[Excerpts of pointing data]
"""
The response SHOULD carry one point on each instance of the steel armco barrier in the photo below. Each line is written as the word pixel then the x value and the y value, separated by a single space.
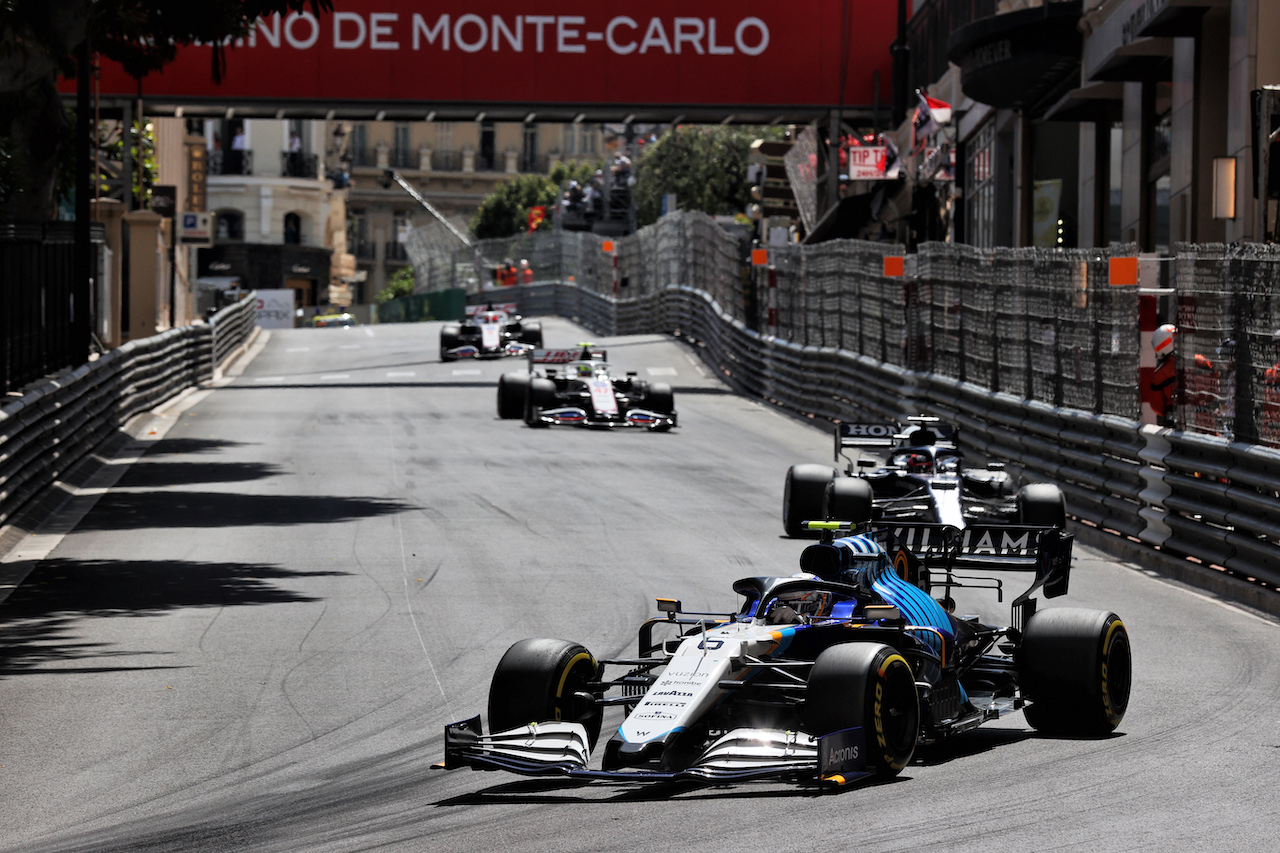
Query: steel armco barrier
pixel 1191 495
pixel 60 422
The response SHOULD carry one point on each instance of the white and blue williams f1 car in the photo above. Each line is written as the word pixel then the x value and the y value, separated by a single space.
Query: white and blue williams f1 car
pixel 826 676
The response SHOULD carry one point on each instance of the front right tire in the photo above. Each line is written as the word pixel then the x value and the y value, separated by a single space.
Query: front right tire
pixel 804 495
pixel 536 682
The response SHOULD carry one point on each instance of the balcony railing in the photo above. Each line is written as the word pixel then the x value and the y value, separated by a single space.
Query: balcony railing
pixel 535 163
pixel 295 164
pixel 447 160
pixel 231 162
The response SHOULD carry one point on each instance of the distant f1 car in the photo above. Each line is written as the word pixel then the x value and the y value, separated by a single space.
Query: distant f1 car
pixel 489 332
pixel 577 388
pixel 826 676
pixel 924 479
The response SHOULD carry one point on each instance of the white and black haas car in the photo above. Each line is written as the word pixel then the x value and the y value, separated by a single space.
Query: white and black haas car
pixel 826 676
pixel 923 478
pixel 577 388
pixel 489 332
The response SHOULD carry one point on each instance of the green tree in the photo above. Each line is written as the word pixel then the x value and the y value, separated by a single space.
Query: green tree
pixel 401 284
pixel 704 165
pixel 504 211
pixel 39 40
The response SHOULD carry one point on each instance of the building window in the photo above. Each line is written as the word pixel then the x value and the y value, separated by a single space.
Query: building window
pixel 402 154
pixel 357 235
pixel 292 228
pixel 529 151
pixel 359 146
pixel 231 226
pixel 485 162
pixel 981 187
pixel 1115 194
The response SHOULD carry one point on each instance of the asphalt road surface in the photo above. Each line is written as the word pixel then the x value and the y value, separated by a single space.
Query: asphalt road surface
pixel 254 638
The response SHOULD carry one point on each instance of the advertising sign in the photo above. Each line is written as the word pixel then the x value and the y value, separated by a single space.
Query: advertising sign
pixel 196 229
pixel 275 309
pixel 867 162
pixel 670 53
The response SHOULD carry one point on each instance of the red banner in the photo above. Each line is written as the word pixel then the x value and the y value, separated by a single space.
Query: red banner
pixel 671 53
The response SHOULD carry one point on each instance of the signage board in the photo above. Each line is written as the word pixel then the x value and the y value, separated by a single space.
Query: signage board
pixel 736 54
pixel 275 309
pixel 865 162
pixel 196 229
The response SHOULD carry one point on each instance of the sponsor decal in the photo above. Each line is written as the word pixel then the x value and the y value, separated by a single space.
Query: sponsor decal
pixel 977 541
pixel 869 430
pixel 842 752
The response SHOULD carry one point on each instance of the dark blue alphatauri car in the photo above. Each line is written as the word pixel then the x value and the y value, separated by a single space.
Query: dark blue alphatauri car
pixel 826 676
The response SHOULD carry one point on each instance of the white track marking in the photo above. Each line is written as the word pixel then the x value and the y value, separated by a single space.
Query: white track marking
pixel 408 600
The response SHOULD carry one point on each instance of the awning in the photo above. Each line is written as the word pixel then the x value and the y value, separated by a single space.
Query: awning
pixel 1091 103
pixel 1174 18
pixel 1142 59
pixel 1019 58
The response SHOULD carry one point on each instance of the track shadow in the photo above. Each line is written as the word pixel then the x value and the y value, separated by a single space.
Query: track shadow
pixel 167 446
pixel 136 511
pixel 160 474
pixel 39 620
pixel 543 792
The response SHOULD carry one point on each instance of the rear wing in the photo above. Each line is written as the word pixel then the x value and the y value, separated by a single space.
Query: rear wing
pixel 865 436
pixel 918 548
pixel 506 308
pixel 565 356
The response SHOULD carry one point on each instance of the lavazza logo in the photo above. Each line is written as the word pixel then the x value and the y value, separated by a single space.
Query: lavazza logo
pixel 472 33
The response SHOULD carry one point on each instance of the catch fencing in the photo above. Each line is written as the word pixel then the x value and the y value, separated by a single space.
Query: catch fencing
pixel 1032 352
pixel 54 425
"""
Task goal:
Reproduce all of the lines above word for word, leaving out the pictures.

Output of the task:
The response SHOULD carry one point on each instance of the steel armco barrier in the photo below. Each line is written as the word pixel then the x value and the y value, separated by a single space.
Query: steel armco barrier
pixel 1191 495
pixel 60 422
The response SHOULD carry one point on each instance of the white and blue williams f1 car in the photo above. Each line is written as the word pixel then the x value and the y value, separated by a single space.
Query: white and blue williams f1 car
pixel 826 676
The response SHOULD carry one point on each instance of the front right tire in the photo above. Each line is written as the word pixel then the x value and the y value, separated by a single space.
Query: front right tire
pixel 804 495
pixel 536 682
The response SHOULD carry one point on each instance of the balcony railing in the photo above. Each line is written as the word pixel then the x value and the y value, separated by a single space.
Query: balcony railing
pixel 535 163
pixel 295 164
pixel 447 160
pixel 231 162
The response SHOULD carry one point on each instance of the distant f1 car in the photo above. Each line is written as the word pixel then the x value and the y value, separated by a single space.
Query: distant f1 car
pixel 489 332
pixel 577 388
pixel 826 676
pixel 924 479
The response SHOULD carry one point on each instance of the white and black haas car in the photo above. Each line is written as the word pixel then the x value and the y value, separated by a single space.
Query: white and black haas car
pixel 826 676
pixel 923 478
pixel 577 388
pixel 489 332
The response SHOULD carry one point on each instance of the green tree in the photo above. Each line is written as the word pixel then the x value and the y value, separated by a single space.
Query: green tree
pixel 401 284
pixel 704 165
pixel 504 211
pixel 39 40
The response SHOULD carry one point on each instance of the building window in the photo above. Each line is written as the word pixel then the x value and the y value, separated by a single space.
Query: building window
pixel 402 154
pixel 357 235
pixel 292 228
pixel 529 151
pixel 359 146
pixel 231 226
pixel 485 162
pixel 981 187
pixel 1115 194
The response SHOULD carry one point on each instance of the asphalt road surface in the photo above. Each line is written as the word pixel then the x value and the y value, separated by a single space.
Query: asphalt road surface
pixel 254 638
The response SHOULD carry one point on each instance of the advertising sign in the photo above. Each line is written as the word pixel then the x value and the y value, separated by a single space.
Query: advertising sign
pixel 196 229
pixel 275 309
pixel 867 162
pixel 670 53
The response SHOULD carry one point on each instance of the red banner in the photo above. Each line is written as the word pixel then the x value and the y value, separated by a single space.
Query: red banner
pixel 671 53
The response SHOULD carry one point on each instance of the signage board in the photo above. Each line is written as the word pixel then the x value and the y value, separated by a single space.
Query: signage board
pixel 736 54
pixel 275 309
pixel 865 162
pixel 196 229
The response SHOULD carry one point on each instance of the sponsor decal in the photo above. Each line is written as the word pixel then the x value and the y value, separated by a single space.
Query: sponsor decal
pixel 977 541
pixel 869 430
pixel 842 752
The response SHOULD carry one point on each instance of the dark blue alphatauri car in the photo above. Each line is written as the word pixel then the x value and the y value, separated by a single space.
Query: dark blue alphatauri car
pixel 826 676
The response SHOULD carry one point on each instance of the white track marking in the photo above. Each line is written as the word pixel then the x value and the y value, separated by a single space.
Query: white track marking
pixel 408 600
The response SHOULD carry one point on each instance of the awning in the photo above. Each line is written as the word pixel then the x value and the y value, separated by a single space.
Query: awning
pixel 1091 103
pixel 1174 18
pixel 1142 59
pixel 1019 58
The response SHOULD carry one point on each instance of the track shadow in the photo above. Each line is written as the word pixel then the x value and the y value, separated by a single space.
Query: track shadow
pixel 167 446
pixel 136 511
pixel 160 474
pixel 39 620
pixel 543 792
The response SHOULD carry one point on each instance of the rear wing in the photo above. Each line is written as the word pixel then the x value and the y value, separated by a single space.
Query: rear wing
pixel 865 436
pixel 918 548
pixel 506 308
pixel 565 356
The response SHOULD carry one point on each instance of the lavazza logo in the photo above. Each line is written as the word pixel then the x value and the y value, separated by a single space.
Query: lavazza logo
pixel 472 33
The response SHOULD carry one point on each instance of the catch fencing in the photo above. Each line is written as the word pixel then the x value and the y value, separated by a single space.
Query: catch fencing
pixel 1032 352
pixel 54 425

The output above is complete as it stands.